▶ Data rows
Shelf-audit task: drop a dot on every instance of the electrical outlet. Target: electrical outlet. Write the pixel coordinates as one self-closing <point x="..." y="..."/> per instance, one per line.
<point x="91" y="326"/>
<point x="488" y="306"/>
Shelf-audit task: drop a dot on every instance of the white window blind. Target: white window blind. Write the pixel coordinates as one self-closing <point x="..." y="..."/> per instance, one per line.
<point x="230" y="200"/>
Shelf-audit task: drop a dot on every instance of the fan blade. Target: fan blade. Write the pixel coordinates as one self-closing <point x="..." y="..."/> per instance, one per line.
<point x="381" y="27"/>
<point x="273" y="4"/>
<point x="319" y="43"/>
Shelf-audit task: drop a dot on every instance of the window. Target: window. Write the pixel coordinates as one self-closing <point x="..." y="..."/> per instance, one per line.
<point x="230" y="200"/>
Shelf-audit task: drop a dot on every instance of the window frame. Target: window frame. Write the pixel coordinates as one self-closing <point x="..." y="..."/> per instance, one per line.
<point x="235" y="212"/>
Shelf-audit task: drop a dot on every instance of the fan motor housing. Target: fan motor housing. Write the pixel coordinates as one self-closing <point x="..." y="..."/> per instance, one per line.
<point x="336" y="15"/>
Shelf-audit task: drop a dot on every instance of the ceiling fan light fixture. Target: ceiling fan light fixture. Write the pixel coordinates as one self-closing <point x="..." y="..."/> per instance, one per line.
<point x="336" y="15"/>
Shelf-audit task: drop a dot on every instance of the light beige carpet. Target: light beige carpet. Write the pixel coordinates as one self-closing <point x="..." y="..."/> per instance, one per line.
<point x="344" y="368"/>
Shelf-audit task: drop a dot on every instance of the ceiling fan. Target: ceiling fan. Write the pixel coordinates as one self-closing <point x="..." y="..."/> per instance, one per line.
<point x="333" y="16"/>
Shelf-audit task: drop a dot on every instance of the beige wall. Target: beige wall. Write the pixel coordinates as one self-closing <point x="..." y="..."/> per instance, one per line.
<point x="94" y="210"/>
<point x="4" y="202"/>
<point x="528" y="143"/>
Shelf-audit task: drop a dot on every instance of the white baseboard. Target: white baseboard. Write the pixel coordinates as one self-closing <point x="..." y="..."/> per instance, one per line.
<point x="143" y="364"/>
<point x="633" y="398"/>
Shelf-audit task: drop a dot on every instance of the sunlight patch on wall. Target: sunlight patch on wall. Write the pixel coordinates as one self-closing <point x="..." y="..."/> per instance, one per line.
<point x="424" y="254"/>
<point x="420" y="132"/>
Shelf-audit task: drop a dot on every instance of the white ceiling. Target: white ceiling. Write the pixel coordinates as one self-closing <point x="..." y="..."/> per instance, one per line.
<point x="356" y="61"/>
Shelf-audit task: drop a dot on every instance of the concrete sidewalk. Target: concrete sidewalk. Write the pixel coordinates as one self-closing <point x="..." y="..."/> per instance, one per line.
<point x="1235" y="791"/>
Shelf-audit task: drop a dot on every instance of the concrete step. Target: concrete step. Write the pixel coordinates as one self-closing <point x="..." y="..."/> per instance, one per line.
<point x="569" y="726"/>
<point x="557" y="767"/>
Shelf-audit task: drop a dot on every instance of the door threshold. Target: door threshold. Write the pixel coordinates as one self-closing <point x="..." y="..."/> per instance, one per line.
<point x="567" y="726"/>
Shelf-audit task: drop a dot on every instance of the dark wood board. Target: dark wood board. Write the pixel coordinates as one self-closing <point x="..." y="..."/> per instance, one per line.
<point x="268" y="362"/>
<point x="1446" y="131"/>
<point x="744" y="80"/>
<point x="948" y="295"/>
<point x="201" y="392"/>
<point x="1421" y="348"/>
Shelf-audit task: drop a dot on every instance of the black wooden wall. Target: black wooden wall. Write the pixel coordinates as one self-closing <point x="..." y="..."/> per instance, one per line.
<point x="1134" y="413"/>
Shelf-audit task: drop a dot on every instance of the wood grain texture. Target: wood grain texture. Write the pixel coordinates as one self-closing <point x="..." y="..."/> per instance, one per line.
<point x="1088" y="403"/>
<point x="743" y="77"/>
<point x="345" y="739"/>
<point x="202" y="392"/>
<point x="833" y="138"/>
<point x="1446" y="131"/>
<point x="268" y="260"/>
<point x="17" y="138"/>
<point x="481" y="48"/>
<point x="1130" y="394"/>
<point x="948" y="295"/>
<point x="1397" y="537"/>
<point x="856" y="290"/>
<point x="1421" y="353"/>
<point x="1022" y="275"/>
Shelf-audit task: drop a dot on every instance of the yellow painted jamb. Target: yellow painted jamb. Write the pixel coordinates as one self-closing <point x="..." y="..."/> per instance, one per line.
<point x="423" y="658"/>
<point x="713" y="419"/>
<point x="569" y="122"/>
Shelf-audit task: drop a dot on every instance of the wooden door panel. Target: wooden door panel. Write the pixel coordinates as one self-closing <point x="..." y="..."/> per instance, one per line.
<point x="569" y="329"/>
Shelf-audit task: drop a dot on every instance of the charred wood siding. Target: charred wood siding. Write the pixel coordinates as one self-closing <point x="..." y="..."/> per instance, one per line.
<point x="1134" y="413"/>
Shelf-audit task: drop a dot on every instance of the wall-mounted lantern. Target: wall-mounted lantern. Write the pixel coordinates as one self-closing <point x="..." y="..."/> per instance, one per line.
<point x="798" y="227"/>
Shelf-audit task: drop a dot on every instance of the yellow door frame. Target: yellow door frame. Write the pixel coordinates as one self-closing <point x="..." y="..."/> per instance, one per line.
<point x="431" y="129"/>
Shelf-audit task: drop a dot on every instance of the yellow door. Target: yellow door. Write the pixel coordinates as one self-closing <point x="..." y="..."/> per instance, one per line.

▶ Set task
Every line above should be written out again exactly as it stands.

▶ The answer
Shelf-audit task: drop a dot on every instance of the electrical outlet. Target: electrical outlet. Write the pixel coordinates as one self-closing <point x="..." y="..."/> per instance, one per line.
<point x="91" y="326"/>
<point x="488" y="306"/>
Shelf-audit task: drop a dot on every instance of the white window blind. Target: white window blind. Write the pixel coordinates as one self-closing <point x="..." y="..."/> per instance, one per line.
<point x="230" y="200"/>
Shelf-audit task: drop a dot on every instance of the fan blade. Target: fan blade. Write the pixel coordinates as one self-closing <point x="..." y="..."/> per instance, one per line.
<point x="381" y="27"/>
<point x="273" y="4"/>
<point x="319" y="43"/>
Shelf-audit task: drop a dot on every instance of the window. Target: window. Write the pixel coordinates as one self-closing <point x="..." y="..."/> per instance, one per line.
<point x="230" y="200"/>
Shelf-audit task: drop a dot on every instance of the window frame. Target: window frame. Write the pixel coordinates as one self-closing <point x="..." y="..."/> per instance, one per line.
<point x="235" y="212"/>
Shelf-audit task: drop a dot on every instance of the fan motor housing. Target: fan motor housing. Write the pixel coordinates as one self-closing <point x="..." y="..."/> per instance, one per line.
<point x="336" y="15"/>
Shelf-audit task: drop a dot on every instance of the ceiling fan light fixture. Target: ceiling fan light fixture. Write the pixel coordinates as one self-closing <point x="..." y="..."/> per instance, one per line.
<point x="336" y="15"/>
Shelf-audit task: drop a dot on every instance of the light beige carpet. Target: light beige carpet. Write the pixel coordinates as one self-closing <point x="..." y="..."/> per instance, one per line.
<point x="344" y="368"/>
Shelf-audit task: drop a dot on every instance of the ceiling fan. Target: ceiling fan. Write the pixel coordinates as one self-closing <point x="..." y="..."/> per instance, one per line.
<point x="333" y="16"/>
Shelf-audit task: drop a dot on every instance of the beige wall. Target: beige wall. Write the pixel coordinates as one self-closing <point x="..." y="..."/> per instance, one per line.
<point x="94" y="210"/>
<point x="4" y="202"/>
<point x="528" y="143"/>
Shelf-audit task: drop a dot on every instance of the white baseboard. Target: white baseboard. Write the pixel coordinates as one self-closing <point x="..." y="..."/> per instance, one per line.
<point x="143" y="364"/>
<point x="633" y="398"/>
Shelf-audit task: drop a dot on every instance of the sunlight patch on wall. Target: sunlight patch on wall. Write the pixel coordinates as one self-closing <point x="..." y="..."/> per instance, one per line.
<point x="424" y="254"/>
<point x="420" y="132"/>
Shelf-audit task: drop a dot on every instance of the white ceiling. Target: white ceiling. Write the pixel coordinates as one self-closing <point x="..." y="..."/> per instance, one per line.
<point x="356" y="61"/>
Shelf-audit task: drop a dot on every instance of the concrete sidewalk. Target: concrete sidewalk. Write the pixel coordinates as one self-closing <point x="..." y="..."/> per instance, one per line.
<point x="1235" y="791"/>
Shelf-audit task: drop a dot on every instance of the concrete step. Target: concrete step. Write the pixel coordinates as one self-closing <point x="..." y="..."/> per instance, one per line.
<point x="569" y="726"/>
<point x="557" y="767"/>
Shelf-audit task: drop a dot on every instance of the door threshold. Target: door threshold. Write the pixel coordinates as one self-closing <point x="..." y="..."/> per instance, one per line.
<point x="567" y="726"/>
Shelf-audit task: drop a dot on every instance of the dark wood board. Target: dark wood board. Write the pixel coordinates as one self-closing <point x="..." y="..."/> per instance, one per line.
<point x="268" y="362"/>
<point x="1446" y="131"/>
<point x="744" y="80"/>
<point x="948" y="295"/>
<point x="201" y="392"/>
<point x="1421" y="348"/>
Shelf-audit task: drop a dot on every instance of the black wooden wall. Target: black wooden wall. Write the pixel coordinates as one self-closing <point x="..." y="..."/> per instance, one per line.
<point x="1134" y="413"/>
Shelf-audit task: drop a dot on every instance of the wood grain texture. Target: wood grain texture. Write the pixel coordinates as one self-closing <point x="..." y="..."/> per instance, one per line.
<point x="1088" y="403"/>
<point x="743" y="77"/>
<point x="345" y="739"/>
<point x="202" y="392"/>
<point x="833" y="138"/>
<point x="1446" y="131"/>
<point x="268" y="260"/>
<point x="17" y="138"/>
<point x="481" y="48"/>
<point x="1130" y="394"/>
<point x="948" y="295"/>
<point x="1397" y="537"/>
<point x="856" y="290"/>
<point x="1421" y="353"/>
<point x="1022" y="275"/>
Shelf-audit task: drop a dot on every instance of the yellow painted jamb. Target: yellow painted jamb. Write the pixel coordinates as one self-closing <point x="..." y="..."/> per instance, one per line.
<point x="423" y="658"/>
<point x="713" y="419"/>
<point x="569" y="122"/>
Shelf-audit task: drop a dot on every instance of the wooden door panel. Target: wooden door panel. Write the pixel coordinates as one self-closing <point x="..." y="..."/> per instance, one per line.
<point x="569" y="329"/>
Shelf-audit task: drop a dot on every instance of the charred wood siding. Target: charred wood siding. Write the pixel coordinates as one self-closing <point x="..." y="..."/> per instance, one per line.
<point x="1134" y="413"/>
Shelf-audit task: drop a dot on every instance of the wall-mounted lantern. Target: wall-mounted lantern. Write the pixel coordinates as one self-closing <point x="..." y="..."/> per instance, one per line.
<point x="798" y="227"/>
Shelf-audit task: drop a dot on every instance of the yellow door frame. Target: yellow door frame. Write the pixel coordinates as one self-closing <point x="..." y="..."/> per instance, one per line.
<point x="431" y="129"/>
Shelf-audit task: drop a dot on every instance of the yellow door. Target: yellow door. Write the pixel coordinates as one self-closing <point x="..." y="..."/> per instance, one per line.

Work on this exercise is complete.